▶ [Work instructions]
1 – In the text on carbon neutrality, reproduce word for word the passage from "The carbon budget, which" up to and including "Agreement on climate.".
2 – In the text on carbon neutrality, on whose data does the think tank MCC base its carbon budget estimate?
3 – Extend the text on carbon neutrality, beginning after its final sentence.

▶ [Study text]
◆ ◆ ◆ ◆
Carbon Neutrality: the future belongs to those who decarbonize
We are facing a great countdown that makes it absolutely essential to march toward carbon neutrality. For this, politics and economics are called upon to define new business models and governance.
The carbon budget, which in Italian we could translate as “CO2budget,” is the amount ofCO2 humanity can still emit to have a chance of containing global warming to within 1.5 degrees Celsius of pre-industrial levels, as advocated by the Paris Agreement on climate.
Experts have published countless studies to figure out what carbon budget humanity still has. The think tank MCC (The Mercator Research Institute on Global Commons and Climate Change), based on data from the Intergovernmental Panel on Climate Change (IPCC), says that as of the end of 2017 we have at most 420 gigatonnes ofCO2 left to keep us within 1.5 degrees, or 42 gigatonnes per year (or 1,332 tons per second).
◆ ◆ ◆ ◆
▶ [Information supplied]

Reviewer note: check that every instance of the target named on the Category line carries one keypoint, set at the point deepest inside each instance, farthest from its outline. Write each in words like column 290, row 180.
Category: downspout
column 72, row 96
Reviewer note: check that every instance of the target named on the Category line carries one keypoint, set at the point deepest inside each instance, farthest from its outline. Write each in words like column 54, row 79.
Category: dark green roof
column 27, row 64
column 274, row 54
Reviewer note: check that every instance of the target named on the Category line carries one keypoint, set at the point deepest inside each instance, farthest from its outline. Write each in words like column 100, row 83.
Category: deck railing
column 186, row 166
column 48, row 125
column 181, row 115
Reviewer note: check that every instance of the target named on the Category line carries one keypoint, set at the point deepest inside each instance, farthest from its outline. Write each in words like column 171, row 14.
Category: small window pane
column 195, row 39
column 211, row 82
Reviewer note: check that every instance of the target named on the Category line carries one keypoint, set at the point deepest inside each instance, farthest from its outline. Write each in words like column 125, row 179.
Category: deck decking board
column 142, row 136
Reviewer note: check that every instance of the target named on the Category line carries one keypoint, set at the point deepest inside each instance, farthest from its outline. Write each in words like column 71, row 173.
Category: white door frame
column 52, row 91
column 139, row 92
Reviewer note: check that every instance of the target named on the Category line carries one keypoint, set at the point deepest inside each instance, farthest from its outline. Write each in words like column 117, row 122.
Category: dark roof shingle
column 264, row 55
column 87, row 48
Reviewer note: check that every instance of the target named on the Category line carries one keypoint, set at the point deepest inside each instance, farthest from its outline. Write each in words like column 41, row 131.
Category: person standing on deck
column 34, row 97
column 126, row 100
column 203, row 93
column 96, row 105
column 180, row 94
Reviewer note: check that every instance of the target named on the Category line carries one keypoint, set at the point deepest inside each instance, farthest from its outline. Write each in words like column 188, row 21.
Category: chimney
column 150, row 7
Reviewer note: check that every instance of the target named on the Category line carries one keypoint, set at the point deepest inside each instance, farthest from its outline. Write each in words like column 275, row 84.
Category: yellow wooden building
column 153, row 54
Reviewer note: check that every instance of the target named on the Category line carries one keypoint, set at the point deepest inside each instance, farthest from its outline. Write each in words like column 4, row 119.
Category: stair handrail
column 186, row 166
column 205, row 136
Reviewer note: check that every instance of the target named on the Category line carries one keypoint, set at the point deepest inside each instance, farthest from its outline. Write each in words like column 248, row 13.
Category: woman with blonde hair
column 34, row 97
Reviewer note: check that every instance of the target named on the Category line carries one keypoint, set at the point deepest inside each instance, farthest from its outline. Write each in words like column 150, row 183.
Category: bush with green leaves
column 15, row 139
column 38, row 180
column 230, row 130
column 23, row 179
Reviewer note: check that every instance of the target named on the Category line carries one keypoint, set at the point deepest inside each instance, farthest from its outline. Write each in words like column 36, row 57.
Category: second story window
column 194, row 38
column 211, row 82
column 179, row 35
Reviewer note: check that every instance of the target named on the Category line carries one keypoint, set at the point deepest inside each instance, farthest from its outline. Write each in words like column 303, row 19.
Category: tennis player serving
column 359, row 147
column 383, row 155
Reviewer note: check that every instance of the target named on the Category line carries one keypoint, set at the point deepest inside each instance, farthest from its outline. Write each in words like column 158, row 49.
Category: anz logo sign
◆ ◆ ◆ ◆
▶ [Solved tasks]
1 –
The carbon budget, which in Italian we could translate as “CO2budget,” is the amount ofCO2 humanity can still emit to have a chance of containing global warming to within 1.5 degrees Celsius of pre-industrial levels, as advocated by the Paris Agreement on climate.

2 – The Intergovernmental Panel on Climate Change (IPCC).

3 –
Right now we are not on track at all, as the United Nations Environment Program (UNEP) reminds us. In 2020, the pandemic dropped greenhouse gas emissions by 7 percent from the previous year: looking at it closely, this is unprecedented, but in the long run it will be almost irrelevant. What we should do is cut global emissions by 7.6 percent each year, for the entire 2020-2030 decade.
By joining the Paris Agreement, each state has promised to make its contribution to this great challenge. Precise commitments have been put in black and white in the nationally determined contributions (ndc), documents in which each government explains how much it wants to reduce its emissions and what strategies it will put in place to achieve this.
In short, we are facing a great countdown that makes it absolutely essential to march toward carbon neutrality. Carbon neutrality, as defined by the IPCC, is achieved when the greenhouse gases emitted by humans are equal to those removed from the atmosphere over a certain period of time. This is why we also talk about net zero, or zero emissions.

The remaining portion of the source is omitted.